### What the task requires
Rewrite the records below as a numbered list, leaving out any blank lines.

Stored dataset items:
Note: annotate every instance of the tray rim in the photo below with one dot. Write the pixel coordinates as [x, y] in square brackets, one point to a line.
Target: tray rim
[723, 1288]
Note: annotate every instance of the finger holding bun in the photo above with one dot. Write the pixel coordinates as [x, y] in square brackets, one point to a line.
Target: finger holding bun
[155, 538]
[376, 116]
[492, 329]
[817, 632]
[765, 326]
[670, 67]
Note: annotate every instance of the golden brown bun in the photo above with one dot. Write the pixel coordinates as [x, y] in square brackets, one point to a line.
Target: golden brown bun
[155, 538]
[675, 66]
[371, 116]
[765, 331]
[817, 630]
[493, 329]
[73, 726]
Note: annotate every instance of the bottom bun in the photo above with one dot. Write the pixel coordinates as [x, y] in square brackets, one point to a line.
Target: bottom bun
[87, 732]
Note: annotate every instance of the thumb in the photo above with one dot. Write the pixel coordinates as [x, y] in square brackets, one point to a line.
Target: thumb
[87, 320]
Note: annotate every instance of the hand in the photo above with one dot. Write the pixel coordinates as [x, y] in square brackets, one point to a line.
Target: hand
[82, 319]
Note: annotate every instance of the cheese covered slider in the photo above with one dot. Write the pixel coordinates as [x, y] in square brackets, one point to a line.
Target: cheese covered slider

### Response
1. Note: annotate every instance of the tray rim in the photo below with one dot. Write the pixel coordinates as [x, y] in square brackets, one point to a line.
2. Target: tray rim
3. [723, 1288]
4. Note: annotate every instance of the finger holding bun in the photo above with one dot. Write the pixel coordinates as [x, y] in square brackets, one point to a line.
5. Target: finger holding bun
6. [155, 538]
7. [376, 116]
8. [492, 329]
9. [817, 632]
10. [765, 326]
11. [670, 67]
12. Note: annotate every instance of the golden brown bun in the photo above with one dot. Write the pixel coordinates as [x, y] in square brackets, one point to a line.
13. Target: golden brown bun
14. [155, 538]
15. [675, 66]
16. [371, 116]
17. [765, 331]
18. [817, 630]
19. [493, 329]
20. [73, 726]
21. Note: annotate every instance of the bottom bun in the photo above with one dot. Write the pixel coordinates as [x, y] in square brackets, one point to a line.
22. Target: bottom bun
23. [87, 732]
24. Note: annotate every instance of the thumb in the photo above with one dot. Write the pixel coordinates as [x, y] in square brackets, one point to a line.
25. Target: thumb
26. [87, 320]
27. Note: annotate every instance of the hand in the photo above with one dot. Write the pixel coordinates as [x, y] in square brackets, one point to a line.
28. Target: hand
29. [82, 319]
30. Note: annotate every instance of the cheese covered slider in the photo above with one dot. Write the pixel coordinates as [x, y] in square brackets, one point to a line.
31. Target: cheese covered slider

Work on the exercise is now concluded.